::: Provided information :::

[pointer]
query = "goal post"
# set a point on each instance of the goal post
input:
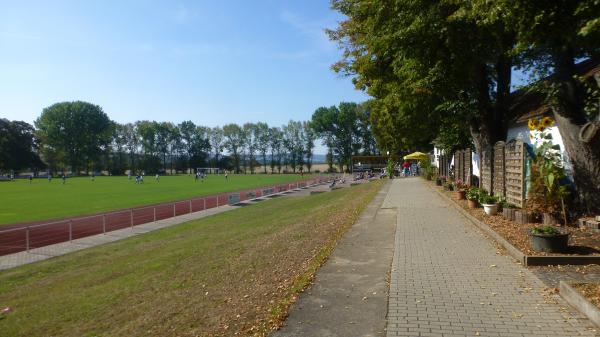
(209, 170)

:::

Please report every line in the entries above that holds the string "goal".

- _Result of this task_
query = "goal post"
# set a point on each instance of the goal post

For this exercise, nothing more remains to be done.